WORK TO BE COMPLETED | Copy every line of the records below word for word, omitting the pictures.

[Records drawn from a collection]
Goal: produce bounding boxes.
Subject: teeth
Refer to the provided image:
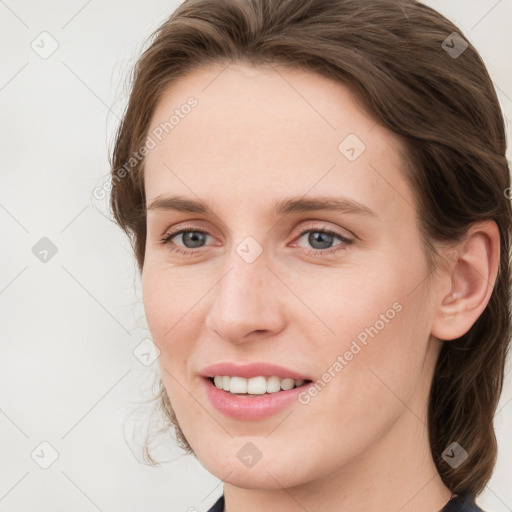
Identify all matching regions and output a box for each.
[213,375,305,395]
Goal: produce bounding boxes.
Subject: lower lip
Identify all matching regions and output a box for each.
[202,377,312,420]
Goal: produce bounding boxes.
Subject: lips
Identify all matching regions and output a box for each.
[201,362,312,421]
[200,362,313,380]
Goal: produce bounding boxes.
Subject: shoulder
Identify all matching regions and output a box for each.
[208,494,224,512]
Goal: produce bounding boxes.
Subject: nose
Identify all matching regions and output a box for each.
[205,253,286,344]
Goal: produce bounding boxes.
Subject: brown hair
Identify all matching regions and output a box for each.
[110,0,512,495]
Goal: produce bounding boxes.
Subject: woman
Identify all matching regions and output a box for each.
[107,0,511,512]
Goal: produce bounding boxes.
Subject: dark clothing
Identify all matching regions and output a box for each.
[208,495,484,512]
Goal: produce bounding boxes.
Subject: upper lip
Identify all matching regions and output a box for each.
[201,362,311,380]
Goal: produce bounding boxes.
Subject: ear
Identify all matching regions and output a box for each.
[432,220,500,340]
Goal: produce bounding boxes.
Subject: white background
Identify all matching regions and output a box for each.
[0,0,512,512]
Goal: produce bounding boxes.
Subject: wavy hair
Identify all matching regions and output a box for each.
[110,0,512,495]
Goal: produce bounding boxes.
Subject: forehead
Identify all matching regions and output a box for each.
[145,64,412,219]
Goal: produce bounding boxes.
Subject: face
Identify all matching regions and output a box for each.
[142,64,438,489]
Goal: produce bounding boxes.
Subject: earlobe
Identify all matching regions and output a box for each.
[432,220,500,340]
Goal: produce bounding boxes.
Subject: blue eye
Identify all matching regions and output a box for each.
[299,228,353,255]
[160,228,354,256]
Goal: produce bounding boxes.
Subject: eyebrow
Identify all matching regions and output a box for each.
[147,196,377,217]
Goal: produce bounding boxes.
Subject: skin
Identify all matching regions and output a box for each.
[142,63,499,512]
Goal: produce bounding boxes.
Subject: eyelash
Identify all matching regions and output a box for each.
[160,226,354,256]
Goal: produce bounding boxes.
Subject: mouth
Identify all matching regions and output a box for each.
[208,375,312,398]
[201,375,312,421]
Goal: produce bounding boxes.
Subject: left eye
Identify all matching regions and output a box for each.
[299,229,353,252]
[160,228,354,255]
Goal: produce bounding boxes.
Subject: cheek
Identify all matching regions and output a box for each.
[142,264,208,349]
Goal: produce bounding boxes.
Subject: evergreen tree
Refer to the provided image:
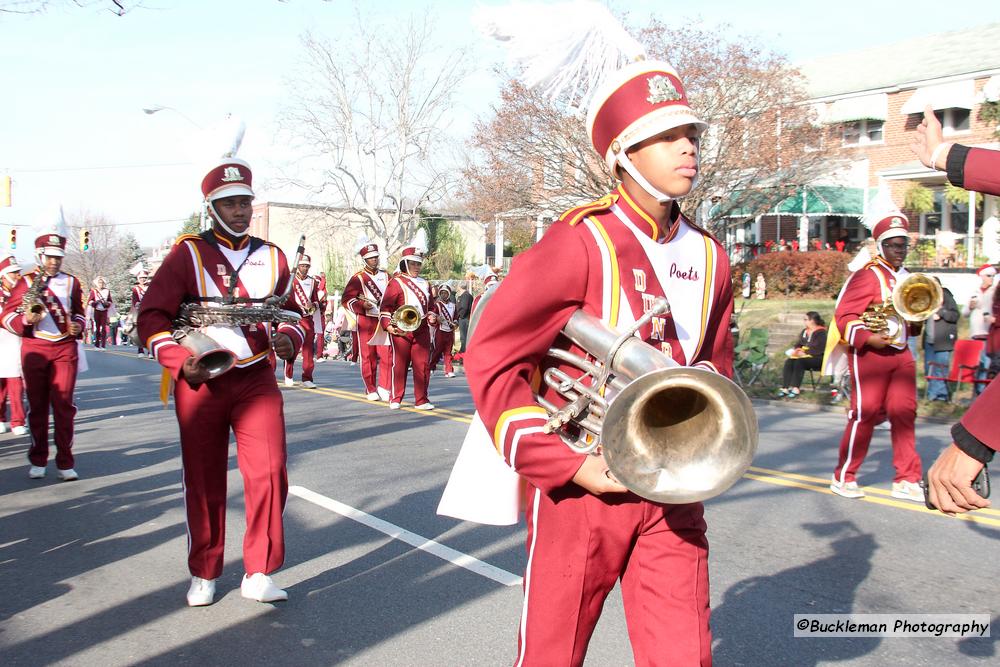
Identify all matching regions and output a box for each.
[108,232,146,314]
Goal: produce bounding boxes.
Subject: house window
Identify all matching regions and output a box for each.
[843,119,885,146]
[934,108,969,136]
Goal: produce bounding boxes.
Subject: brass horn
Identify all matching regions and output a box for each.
[469,294,758,504]
[390,305,423,333]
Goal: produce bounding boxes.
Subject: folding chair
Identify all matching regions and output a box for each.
[733,329,769,386]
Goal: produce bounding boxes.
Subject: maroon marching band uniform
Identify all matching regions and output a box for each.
[378,272,433,407]
[87,287,114,348]
[431,292,456,375]
[285,275,320,382]
[340,252,392,395]
[139,227,304,579]
[834,256,922,484]
[0,250,87,470]
[465,188,733,664]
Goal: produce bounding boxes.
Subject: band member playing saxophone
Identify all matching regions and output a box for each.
[139,151,305,606]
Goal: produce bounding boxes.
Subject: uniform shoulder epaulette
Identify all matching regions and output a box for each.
[559,192,618,227]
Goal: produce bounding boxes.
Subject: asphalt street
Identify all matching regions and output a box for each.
[0,348,1000,667]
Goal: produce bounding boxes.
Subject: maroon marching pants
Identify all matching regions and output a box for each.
[833,347,923,483]
[515,484,712,666]
[174,362,288,579]
[0,378,24,426]
[285,317,316,382]
[21,338,77,470]
[389,322,431,405]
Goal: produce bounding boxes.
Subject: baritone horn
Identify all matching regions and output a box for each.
[469,295,758,504]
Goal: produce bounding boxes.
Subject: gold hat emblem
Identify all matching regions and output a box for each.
[646,74,681,104]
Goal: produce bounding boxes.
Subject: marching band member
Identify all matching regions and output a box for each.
[87,276,114,349]
[131,269,151,357]
[285,255,320,389]
[139,151,305,606]
[0,257,28,435]
[0,232,86,481]
[830,193,924,502]
[465,30,733,665]
[379,229,437,410]
[431,283,456,377]
[340,237,392,401]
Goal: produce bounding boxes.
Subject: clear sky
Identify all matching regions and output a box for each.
[0,0,1000,255]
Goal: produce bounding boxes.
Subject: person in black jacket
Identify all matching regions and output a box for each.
[455,282,472,354]
[778,310,826,398]
[923,278,959,401]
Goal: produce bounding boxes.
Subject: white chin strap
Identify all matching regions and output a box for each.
[208,202,250,239]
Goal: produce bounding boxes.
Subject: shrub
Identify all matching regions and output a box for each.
[733,250,851,298]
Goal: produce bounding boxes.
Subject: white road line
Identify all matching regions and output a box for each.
[288,486,522,586]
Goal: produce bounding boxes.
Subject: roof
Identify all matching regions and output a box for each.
[798,23,1000,99]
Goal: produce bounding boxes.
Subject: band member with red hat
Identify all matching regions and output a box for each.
[379,229,437,410]
[0,232,87,481]
[87,276,115,349]
[456,12,733,665]
[340,237,392,401]
[431,283,457,377]
[285,255,320,389]
[139,142,305,606]
[830,192,924,502]
[0,256,28,435]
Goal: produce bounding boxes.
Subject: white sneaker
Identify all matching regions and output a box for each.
[890,481,924,503]
[188,577,215,607]
[240,572,288,602]
[830,479,865,498]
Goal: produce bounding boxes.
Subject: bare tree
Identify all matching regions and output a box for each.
[278,9,467,255]
[463,19,837,236]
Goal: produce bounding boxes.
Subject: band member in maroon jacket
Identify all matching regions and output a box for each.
[465,60,733,665]
[285,255,320,389]
[87,276,114,348]
[0,257,28,435]
[379,234,437,410]
[431,284,457,377]
[912,108,1000,513]
[132,269,149,357]
[340,238,392,401]
[0,233,87,481]
[139,157,305,606]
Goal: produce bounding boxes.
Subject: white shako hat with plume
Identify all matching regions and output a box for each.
[476,0,708,203]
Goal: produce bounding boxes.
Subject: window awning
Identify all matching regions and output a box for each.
[902,79,976,115]
[822,93,889,124]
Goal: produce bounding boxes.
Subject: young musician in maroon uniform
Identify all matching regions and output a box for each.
[912,108,1000,513]
[139,157,305,606]
[340,238,392,401]
[465,60,733,665]
[0,257,28,435]
[379,229,437,410]
[285,255,320,389]
[87,276,114,349]
[830,197,924,502]
[431,284,457,377]
[0,233,86,481]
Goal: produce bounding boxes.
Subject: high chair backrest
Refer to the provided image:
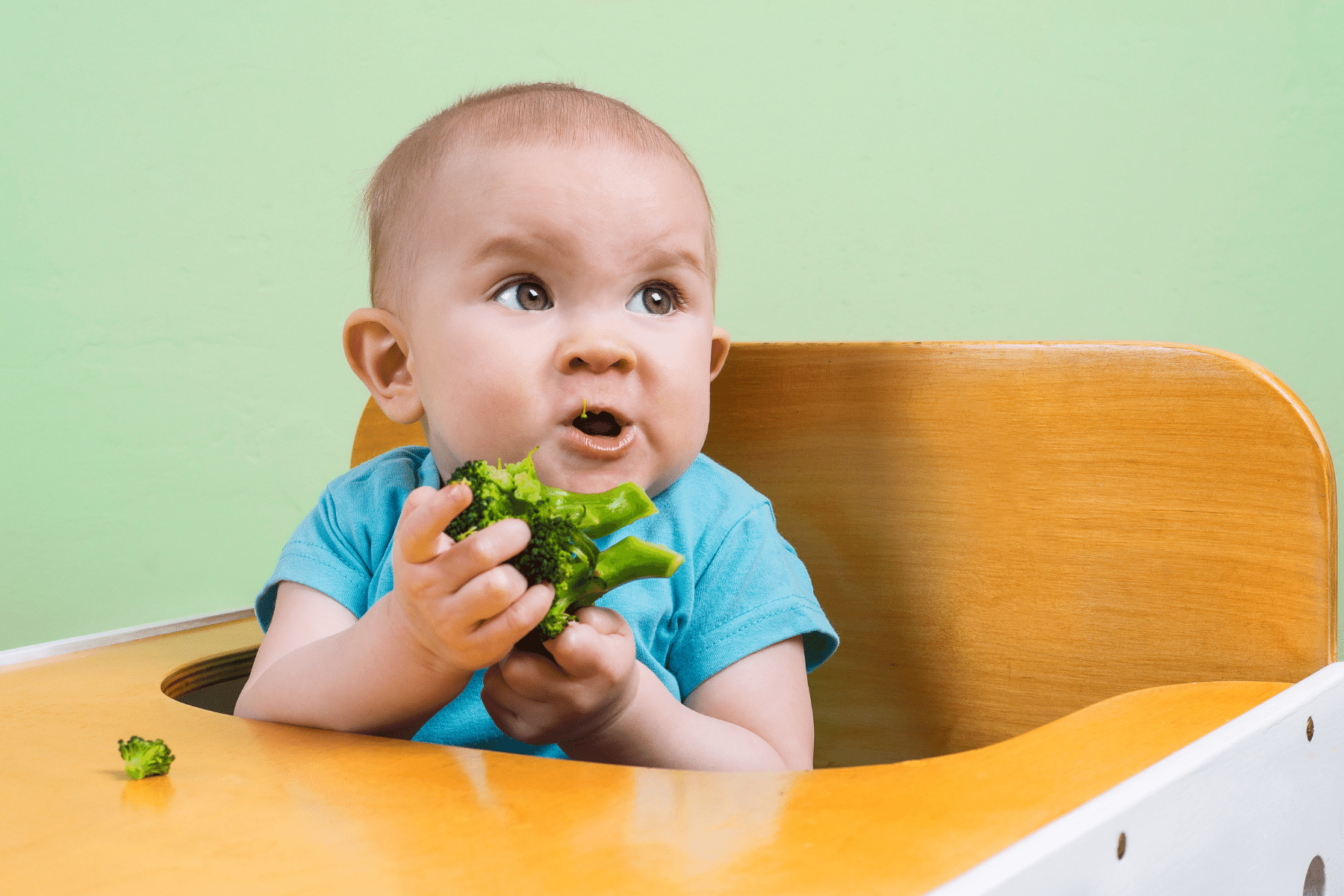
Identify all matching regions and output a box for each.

FINAL ANSWER |
Goal: produce bounding boxes.
Subject: teeth
Refer to the provided image:
Identify all matching regions and output a box for each.
[213,375,305,395]
Goal: produce bounding boxes.
Subject: lower lip
Identify all matching regions and output a box for each.
[202,377,312,420]
Goal: produce bounding boxes.
Subject: lips
Identify all matching regions and output a box for each.
[201,362,312,421]
[200,362,313,380]
Goal: produce bounding boxes.
Subject: shoulder
Identify all matching regions and output a box for each.
[208,494,224,512]
Goal: produce bounding boxes.
Subject: nose
Identify all matching regions and output a box for each.
[205,253,286,344]
Goal: produce bounding boxes.
Subject: brown hair
Identify all matching regions and output a box for each.
[110,0,512,495]
Goal: produce bounding boxes.
Subject: woman
Identify all matching regions and output a box for each.
[107,0,511,512]
Goal: produce bounding boxes.
Subject: dark clothing
Identify all matching regions and output a box for each.
[208,495,484,512]
Goal: produce bounding boxes.
Subject: upper lip
Identify all matching regions and output a box for each.
[201,362,311,380]
Goal: produce bounding boxes.
Subject: ear
Identify all matching regions and output a box for each.
[432,220,500,340]
Goal: produce bounding boxes.
Subject: white background
Identify all matching regions and output a box for each.
[0,0,512,512]
Goal: produce bounding boxes.
Subject: wavy hair
Identify all matching regions and output a box for each.
[110,0,512,495]
Goal: produce bounding boxes.
Subject: forehead
Identify all matching regions and output a box for each.
[145,64,412,219]
Goal: produce bounding boxes.
Subject: face
Identify all matching regions and output a box for each.
[142,64,438,489]
Goal: produce bounding boxes.
Subject: earlobe
Identify all matching regions and output a box for each.
[432,220,500,340]
Goal: produce bounding boxes.
Subject: blue eye
Identify all matching regions and output a box for each.
[299,228,353,255]
[160,228,354,256]
Goal: produce bounding boxes.
Subject: eyebrow
Identify all matching regions and output a box for each.
[147,196,377,217]
Goal: produce bounding boxes.
Subject: skin
Identify all matching regions and output a box for each.
[142,63,499,512]
Goal: produce bounding boxes.
Subject: eyelash
Identify all matching regions and output a box for each.
[160,226,354,256]
Goal: produce bounding boxes.
Subject: mouth
Identify all matching regions and output a box for each.
[208,375,312,398]
[201,375,312,421]
Goal: produce bounding boxes.
Subject: left eye
Identify all matching regions and output a box for each.
[299,229,353,252]
[160,228,354,255]
Goal: produce bounding boxes.
Subject: cheek
Identify all matching regions and output a box for each.
[142,264,208,349]
Goal: produce bounding boxes.
Subject: evergreen tree
Refer to the provided image:
Identify all matching regions and output a box for each.
[108,232,146,314]
Goal: produce bounding boxes.
Subject: house window
Identify all matching regions and output a box for each.
[843,119,885,146]
[934,108,969,136]
Goal: produce bounding boxes.
Subject: brass horn
Identify all matching regions and output a box for each.
[469,294,758,504]
[390,305,423,333]
Goal: produce bounding boxes.
Subject: folding chair
Identify all matching regions and output a box for each.
[733,329,769,386]
Goal: produce bounding boxes.
Subject: maroon marching band uniform
Identify all matching regions and output a box for each.
[378,272,433,407]
[87,287,114,348]
[431,292,456,375]
[285,275,320,382]
[340,252,392,395]
[139,227,304,579]
[834,256,922,484]
[0,250,87,470]
[465,188,733,664]
Goal: produce bounding boxes.
Subject: band member playing saxophone
Identify all matching regions and output a box for each.
[139,151,305,606]
Goal: produce bounding boxes.
Subject: uniform shoulder epaulette
Identify all matching regions and output a box for each.
[559,192,618,227]
Goal: produce bounding boxes.
Subject: asphalt street
Identify all matching regions and output a box for each.
[0,348,1000,667]
Goal: produce bounding boxes.
Subject: maroon marching pants
Identify all matching regions and output a box for each.
[833,347,923,483]
[515,484,712,666]
[174,362,288,579]
[0,378,24,426]
[285,317,316,382]
[21,338,77,470]
[389,322,431,405]
Goal: produce bounding boxes.
Subject: baritone horn
Identify all matching regions and output a box for each.
[469,295,758,504]
Goal: produce bounding boxes.
Subject: gold hat emblem
Identify all matching regions and output a box for each.
[646,74,681,104]
Goal: produce bounding boxes.
Subject: marching band member
Identify all matching regions and output a box for each.
[87,276,114,349]
[131,269,151,357]
[285,255,320,389]
[139,151,305,606]
[0,257,28,435]
[0,232,86,481]
[830,193,924,502]
[465,30,733,665]
[379,229,437,410]
[431,283,456,377]
[340,237,392,401]
Goal: produce bounding boxes.
Subject: clear sky
Identify all matching regions and output a box for each.
[0,0,1000,255]
Goal: produce bounding boxes.
Subject: person in black jacket
Identify all matching regions and output a box for each.
[455,282,472,354]
[778,310,826,398]
[923,278,959,401]
Goal: produce bounding boxes.
Subject: white chin strap
Identify all matching regions and output a box for each.
[208,202,250,239]
Goal: produce bounding boxes.
Subject: shrub
Identify all matching regions and output a box for each.
[733,250,851,298]
Goal: produce bounding boxes.
Subject: white road line
Identify all matching regions and output a box for each.
[288,486,522,586]
Goal: produce bounding boxes.
Subject: roof
Identify all matching regions and output a box for each.
[798,23,1000,99]
Goal: produce bounding boxes.
Subject: band member with red hat
Identify all matching regions and output a box for each.
[379,229,437,410]
[0,232,87,481]
[87,276,115,349]
[456,12,733,665]
[340,237,392,401]
[431,283,457,377]
[285,255,320,389]
[139,142,305,606]
[830,192,924,502]
[0,256,28,435]
Goal: produce bounding boxes.
Subject: white sneaker
Identify all matching regions and output a box for each.
[890,481,924,503]
[188,577,215,607]
[240,572,288,602]
[830,479,865,498]
Goal: produce bounding boxes.
Subject: bare tree
Identify all matching regions and output a box for each.
[278,9,467,255]
[463,19,837,236]
Goal: produce bounding boxes.
Subject: band member in maroon jacket
Identify all matching regions and output a box for each.
[465,60,733,665]
[285,255,320,389]
[87,276,114,348]
[0,257,28,435]
[379,234,437,410]
[431,284,457,377]
[912,108,1000,513]
[132,269,149,357]
[340,238,392,401]
[0,233,87,481]
[139,157,305,606]
Goal: produce bounding boxes.
Subject: white shako hat with plume
Identify all matching regions and output a box for each.
[476,0,708,203]
Goal: produce bounding boxes.
Subject: window awning
Identify all matching regions and output a box for each.
[902,79,976,115]
[822,93,889,124]
Goal: produce bounding boxes.
Subject: young musician in maroon uniform
Identify all matching regions and output a box for each.
[912,108,1000,513]
[139,157,305,606]
[340,238,392,401]
[465,60,733,665]
[0,257,28,435]
[379,229,437,410]
[285,255,320,389]
[87,276,114,349]
[830,197,924,502]
[431,284,457,377]
[0,233,86,481]
Goal: produce bounding boxes.
Subject: high chair backrest
Refer to the provided image:
Identify all matching regions and output a box for each.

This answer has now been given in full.